- **Written request**: Reproduce only the lines starting at the one containing "Please annotate the church" and ending at the one containing "[0,167,796,725]", with "church building" changed to "bell tower" and everything else left the same.

--- BEGIN Data for processing ---

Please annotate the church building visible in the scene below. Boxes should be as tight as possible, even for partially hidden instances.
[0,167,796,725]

--- END Data for processing ---
--- BEGIN Data for processing ---

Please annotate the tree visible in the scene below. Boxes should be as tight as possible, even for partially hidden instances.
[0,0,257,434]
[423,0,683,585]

--- END Data for processing ---

- **Answer to this exercise**:
Please annotate the bell tower visible in the scene below. Boxes should be as tight as possible, even for partially hidden instances.
[0,167,796,725]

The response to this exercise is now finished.